-- Start of Provided records --
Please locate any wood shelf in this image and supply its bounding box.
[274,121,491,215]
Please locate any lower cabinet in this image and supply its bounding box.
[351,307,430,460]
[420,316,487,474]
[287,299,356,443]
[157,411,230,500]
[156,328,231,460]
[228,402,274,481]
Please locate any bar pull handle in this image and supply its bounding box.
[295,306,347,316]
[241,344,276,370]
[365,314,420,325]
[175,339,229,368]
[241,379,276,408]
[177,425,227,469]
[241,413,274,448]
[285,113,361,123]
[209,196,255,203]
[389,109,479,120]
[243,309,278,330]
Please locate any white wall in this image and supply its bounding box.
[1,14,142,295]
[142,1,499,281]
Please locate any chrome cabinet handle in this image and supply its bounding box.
-- End of Provided records --
-- Start of Provided records --
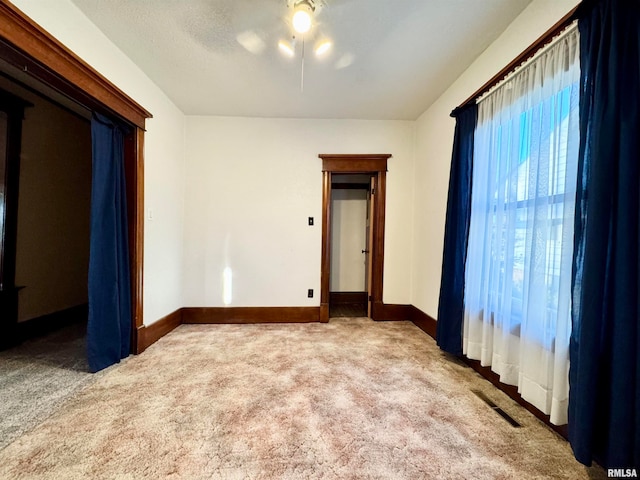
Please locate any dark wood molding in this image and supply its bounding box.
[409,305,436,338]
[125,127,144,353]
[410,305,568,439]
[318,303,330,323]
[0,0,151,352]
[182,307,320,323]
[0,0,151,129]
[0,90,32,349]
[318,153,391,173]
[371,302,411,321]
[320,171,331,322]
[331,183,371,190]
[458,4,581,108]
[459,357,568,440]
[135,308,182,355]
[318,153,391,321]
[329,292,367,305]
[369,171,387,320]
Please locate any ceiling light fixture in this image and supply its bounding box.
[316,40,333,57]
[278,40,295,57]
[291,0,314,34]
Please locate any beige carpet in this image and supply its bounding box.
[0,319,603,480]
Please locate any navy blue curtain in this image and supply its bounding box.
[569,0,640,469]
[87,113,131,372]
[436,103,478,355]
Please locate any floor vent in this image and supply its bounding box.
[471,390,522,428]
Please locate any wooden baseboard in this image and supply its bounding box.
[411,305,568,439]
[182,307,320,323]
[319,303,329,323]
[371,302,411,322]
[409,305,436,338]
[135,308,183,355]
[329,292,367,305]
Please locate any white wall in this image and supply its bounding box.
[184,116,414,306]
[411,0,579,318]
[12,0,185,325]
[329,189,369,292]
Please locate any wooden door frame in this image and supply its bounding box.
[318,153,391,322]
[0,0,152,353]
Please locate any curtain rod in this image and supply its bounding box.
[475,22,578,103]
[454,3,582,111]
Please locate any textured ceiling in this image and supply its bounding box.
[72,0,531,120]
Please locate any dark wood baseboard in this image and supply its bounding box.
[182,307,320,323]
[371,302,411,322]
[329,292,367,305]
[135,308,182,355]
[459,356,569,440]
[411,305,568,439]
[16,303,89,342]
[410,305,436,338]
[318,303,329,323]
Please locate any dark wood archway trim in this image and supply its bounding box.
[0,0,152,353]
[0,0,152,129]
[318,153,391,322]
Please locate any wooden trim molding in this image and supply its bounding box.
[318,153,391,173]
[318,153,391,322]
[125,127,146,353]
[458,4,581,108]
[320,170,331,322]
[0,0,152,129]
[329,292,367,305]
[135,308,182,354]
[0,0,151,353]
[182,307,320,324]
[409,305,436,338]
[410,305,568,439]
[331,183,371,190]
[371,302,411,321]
-- End of Provided records --
# Brief:
Copy out word for word the part of the items that starts with the line containing "Please locate any lower" and ends with the line containing "[243,309,278,330]", including both of those lines.

# The output:
Please locate any lower cabinet in this image and supply its bounding box.
[351,307,430,460]
[420,316,487,474]
[287,299,356,443]
[157,411,230,500]
[156,328,231,460]
[228,402,274,481]
Please locate any bar pull handle in this image and supply its bounding box.
[295,306,347,316]
[241,344,276,370]
[365,314,420,325]
[175,339,229,368]
[241,379,276,408]
[177,425,227,469]
[241,413,274,448]
[285,113,361,123]
[209,196,255,203]
[389,109,479,120]
[243,309,278,330]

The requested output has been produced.